Segment Start: Supplied records
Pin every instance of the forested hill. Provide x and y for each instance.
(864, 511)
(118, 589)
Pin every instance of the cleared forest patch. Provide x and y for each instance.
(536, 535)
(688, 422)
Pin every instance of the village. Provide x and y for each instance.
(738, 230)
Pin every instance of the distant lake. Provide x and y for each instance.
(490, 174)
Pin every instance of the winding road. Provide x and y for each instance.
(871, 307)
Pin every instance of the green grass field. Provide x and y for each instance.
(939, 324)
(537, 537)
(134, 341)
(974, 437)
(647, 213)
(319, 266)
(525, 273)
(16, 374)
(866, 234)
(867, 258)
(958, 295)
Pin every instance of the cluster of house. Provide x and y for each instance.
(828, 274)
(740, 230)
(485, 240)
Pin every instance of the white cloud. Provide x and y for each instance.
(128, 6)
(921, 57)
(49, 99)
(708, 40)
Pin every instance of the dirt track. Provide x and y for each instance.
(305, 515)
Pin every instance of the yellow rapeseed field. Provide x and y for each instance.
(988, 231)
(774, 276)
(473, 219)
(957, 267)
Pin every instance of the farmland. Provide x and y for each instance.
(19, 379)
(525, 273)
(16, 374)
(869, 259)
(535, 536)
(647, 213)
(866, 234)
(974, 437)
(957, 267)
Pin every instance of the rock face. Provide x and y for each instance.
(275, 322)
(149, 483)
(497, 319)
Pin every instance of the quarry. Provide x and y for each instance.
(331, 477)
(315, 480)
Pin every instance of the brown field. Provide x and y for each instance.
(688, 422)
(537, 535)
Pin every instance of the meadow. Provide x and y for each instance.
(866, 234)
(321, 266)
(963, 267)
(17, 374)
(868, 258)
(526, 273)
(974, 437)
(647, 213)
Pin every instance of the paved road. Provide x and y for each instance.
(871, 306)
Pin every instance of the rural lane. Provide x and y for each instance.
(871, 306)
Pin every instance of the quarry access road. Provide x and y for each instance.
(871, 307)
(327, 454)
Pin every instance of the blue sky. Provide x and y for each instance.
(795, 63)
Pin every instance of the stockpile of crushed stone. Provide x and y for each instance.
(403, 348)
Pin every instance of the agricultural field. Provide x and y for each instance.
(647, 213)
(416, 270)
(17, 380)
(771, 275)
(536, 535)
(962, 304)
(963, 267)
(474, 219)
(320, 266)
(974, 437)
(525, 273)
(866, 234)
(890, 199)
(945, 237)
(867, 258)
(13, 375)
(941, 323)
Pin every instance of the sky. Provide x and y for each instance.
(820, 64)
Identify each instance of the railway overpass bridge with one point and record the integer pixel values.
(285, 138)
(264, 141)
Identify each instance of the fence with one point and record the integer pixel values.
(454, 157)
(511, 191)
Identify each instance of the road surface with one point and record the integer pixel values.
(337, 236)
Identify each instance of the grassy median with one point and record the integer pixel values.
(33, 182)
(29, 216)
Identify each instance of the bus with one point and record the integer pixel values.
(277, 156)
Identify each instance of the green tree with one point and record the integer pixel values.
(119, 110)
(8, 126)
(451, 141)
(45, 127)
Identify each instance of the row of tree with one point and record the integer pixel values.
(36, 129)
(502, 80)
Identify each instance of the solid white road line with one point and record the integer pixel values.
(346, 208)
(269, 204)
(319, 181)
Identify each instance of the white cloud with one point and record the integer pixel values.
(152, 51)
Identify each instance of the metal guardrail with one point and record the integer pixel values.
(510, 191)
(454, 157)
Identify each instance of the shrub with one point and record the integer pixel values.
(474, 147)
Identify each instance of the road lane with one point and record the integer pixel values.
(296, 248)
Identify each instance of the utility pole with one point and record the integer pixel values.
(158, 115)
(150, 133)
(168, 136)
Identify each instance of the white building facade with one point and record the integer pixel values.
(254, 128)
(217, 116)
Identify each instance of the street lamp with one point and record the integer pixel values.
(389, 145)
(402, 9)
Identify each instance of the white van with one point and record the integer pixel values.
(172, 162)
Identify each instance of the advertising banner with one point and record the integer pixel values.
Segment End: Supplied records
Task requirements:
Output the complete data verbatim.

Answer space:
Pin every instance of the forested hill. Provide x and y for each instance.
(864, 511)
(118, 589)
Pin every instance of the cleared forest patch. Provide x and y for each instance.
(536, 535)
(688, 422)
Pin every instance of the village. Provide x and y for each instance.
(738, 230)
Pin every instance of the distant lake. Provide x and y for each instance.
(490, 174)
Pin every instance of the winding road. Provide x and y for each instance.
(871, 307)
Pin every instance of the green grass field. Provide x and y for each instance.
(939, 324)
(537, 537)
(134, 341)
(974, 437)
(647, 213)
(319, 266)
(525, 273)
(16, 374)
(866, 234)
(867, 258)
(958, 295)
Pin every instance of the cluster of house. Provide x and y for each instance.
(828, 274)
(740, 230)
(485, 240)
Pin every instance of the white cloud. Provide x and y for each instance.
(128, 6)
(921, 57)
(49, 99)
(708, 40)
Pin every instance of the dirt track. Provide x and y for each instance.
(305, 515)
Pin every instance of the yellow rapeseed field. Provide x and y for each instance.
(988, 231)
(774, 276)
(473, 219)
(957, 267)
Pin every instance of the farmland. Provide x and y for each instance.
(19, 379)
(525, 273)
(16, 374)
(869, 259)
(535, 536)
(647, 213)
(866, 234)
(974, 437)
(957, 267)
Pin every instance of the rock face. Provide x and y for each instance.
(275, 322)
(149, 483)
(497, 319)
Pin every instance of the quarry. Provide x and y for each instance.
(331, 477)
(315, 480)
Pin every instance of the brown field. Provide x and y for each instance.
(688, 422)
(537, 535)
Pin every instance of the meadow. Provide x and y for each instance.
(866, 234)
(321, 266)
(963, 267)
(17, 374)
(868, 258)
(526, 273)
(974, 437)
(647, 213)
Pin every instance of the paved road. Provide x and y for each instance.
(871, 306)
Pin every instance of the rural lane. Provide x and y for each instance.
(871, 306)
Pin every instance of the quarry access road. Provide x and y for each instance.
(871, 307)
(327, 454)
Pin every instance of the blue sky. Provide x and y for each instance.
(795, 63)
Pin every instance of the stockpile of crushed stone. Provide x and y for each instance.
(403, 348)
Pin every instance of the agricultural field. Provide x and y for each instance.
(647, 213)
(416, 270)
(17, 380)
(771, 275)
(536, 535)
(962, 304)
(963, 267)
(474, 219)
(320, 266)
(974, 437)
(525, 273)
(866, 234)
(890, 199)
(945, 237)
(867, 258)
(13, 375)
(941, 323)
Pin every instance of the sky. Provide x and y for each instance.
(820, 64)
Identify each instance of the railway overpass bridge with one point and record the integer pixel values.
(285, 138)
(264, 141)
Identify each instance of the fence with one point and record the integer pixel values.
(454, 157)
(511, 191)
Identify each instance of the road surface with one point and record the integer pixel values.
(337, 236)
Identify each instance of the grassy median with one point and record the integer pixel values.
(33, 182)
(29, 216)
Identify each instance of the bus with one point and record the integer pixel values.
(277, 156)
Identify each instance of the green tree with one point and record the integer pixel values.
(119, 110)
(8, 126)
(451, 141)
(45, 127)
Identify each instance of the row of tree with one point and record the integer pixel values.
(36, 129)
(502, 80)
Identify each instance of the solid white road line with one point and record the integer pixel values.
(346, 208)
(269, 204)
(319, 181)
Identify each instance of the white cloud with one point and record the integer pixel values.
(152, 51)
Identify each instance of the metal guardrail with one point and record the integer pixel values.
(510, 191)
(454, 157)
Identify each instance of the shrub with one point and record the integer pixel values.
(474, 147)
Identify each instance of the road lane with one point and record the integer pixel values.
(296, 248)
Identify each instance of the utility pole with one point and record the integer pixel values.
(158, 115)
(150, 133)
(168, 136)
Identify each instance of the white building facade with one point and record the integer pixel values.
(254, 128)
(217, 116)
Identify each instance of the street lamp with one point and record the integer pixel values.
(389, 145)
(402, 9)
Identify each instance of the white van with one point and record the integer pixel values.
(172, 162)
Identify each instance of the advertising banner with one point and record the integer pixel values.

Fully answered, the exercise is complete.